======== Records supplied

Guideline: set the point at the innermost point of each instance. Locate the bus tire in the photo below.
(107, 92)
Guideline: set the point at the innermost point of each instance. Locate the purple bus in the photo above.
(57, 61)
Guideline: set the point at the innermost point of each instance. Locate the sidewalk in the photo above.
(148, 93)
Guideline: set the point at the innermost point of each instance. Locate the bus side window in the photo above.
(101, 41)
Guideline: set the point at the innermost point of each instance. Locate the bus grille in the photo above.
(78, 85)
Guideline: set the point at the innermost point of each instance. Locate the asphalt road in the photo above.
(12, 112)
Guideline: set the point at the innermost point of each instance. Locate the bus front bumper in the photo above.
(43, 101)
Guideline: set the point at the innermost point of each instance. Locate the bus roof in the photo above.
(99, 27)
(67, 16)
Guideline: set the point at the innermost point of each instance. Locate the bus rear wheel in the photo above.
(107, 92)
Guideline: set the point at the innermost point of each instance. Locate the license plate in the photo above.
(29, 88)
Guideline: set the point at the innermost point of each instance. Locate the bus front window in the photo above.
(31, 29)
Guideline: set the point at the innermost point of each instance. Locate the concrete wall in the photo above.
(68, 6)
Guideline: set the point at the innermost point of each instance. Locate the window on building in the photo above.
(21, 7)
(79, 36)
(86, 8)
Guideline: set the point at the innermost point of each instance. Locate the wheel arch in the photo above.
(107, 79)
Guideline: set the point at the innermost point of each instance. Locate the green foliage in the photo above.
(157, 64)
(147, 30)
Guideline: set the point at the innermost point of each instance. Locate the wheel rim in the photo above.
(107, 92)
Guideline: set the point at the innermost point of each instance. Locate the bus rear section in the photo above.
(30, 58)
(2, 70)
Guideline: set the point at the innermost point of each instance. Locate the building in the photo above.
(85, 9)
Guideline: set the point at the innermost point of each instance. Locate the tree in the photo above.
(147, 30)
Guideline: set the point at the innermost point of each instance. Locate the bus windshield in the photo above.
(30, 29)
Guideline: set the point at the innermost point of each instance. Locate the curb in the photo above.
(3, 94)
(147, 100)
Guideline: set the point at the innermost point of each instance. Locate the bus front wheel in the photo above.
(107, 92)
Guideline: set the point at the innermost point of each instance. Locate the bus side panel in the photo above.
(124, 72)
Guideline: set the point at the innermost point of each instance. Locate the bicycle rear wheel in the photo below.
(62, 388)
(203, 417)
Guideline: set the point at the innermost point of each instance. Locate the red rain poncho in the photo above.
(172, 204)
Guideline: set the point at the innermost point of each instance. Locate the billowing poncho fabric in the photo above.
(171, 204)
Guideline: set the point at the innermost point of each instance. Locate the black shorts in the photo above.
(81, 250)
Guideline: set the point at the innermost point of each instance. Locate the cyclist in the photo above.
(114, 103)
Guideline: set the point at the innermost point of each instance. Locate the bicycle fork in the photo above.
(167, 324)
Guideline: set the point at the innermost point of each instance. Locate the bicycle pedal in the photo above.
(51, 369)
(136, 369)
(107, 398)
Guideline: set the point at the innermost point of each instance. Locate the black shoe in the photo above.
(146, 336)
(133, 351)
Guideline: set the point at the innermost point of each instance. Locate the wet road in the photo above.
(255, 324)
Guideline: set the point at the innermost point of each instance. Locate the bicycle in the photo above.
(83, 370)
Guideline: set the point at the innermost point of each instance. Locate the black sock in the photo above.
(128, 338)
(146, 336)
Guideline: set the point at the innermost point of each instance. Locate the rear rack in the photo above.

================

#### Required task:
Write out, word for word, every line from the one containing "pedal in the photo above." through the last line of the records above.

#### Worked answer:
Guideline: set the point at the innermost point of each instance. Locate the bicycle pedal in the photo above.
(51, 369)
(136, 369)
(107, 398)
Guideline: set the point at the innermost point of each instance. Locate the black shoe in the photo above.
(146, 336)
(133, 351)
Guideline: set the point at the innermost point of each instance. Locate the wet road in the photo above.
(255, 324)
Guideline: set the point at the innermost point of each instance. Locate the bicycle in the photo above.
(83, 370)
Guideline: set the point at the innermost point of each instance. Locate the black sock in the photo above.
(128, 338)
(146, 336)
Guideline: set the point at the innermost point of each instance. Locate the rear rack in the photo above.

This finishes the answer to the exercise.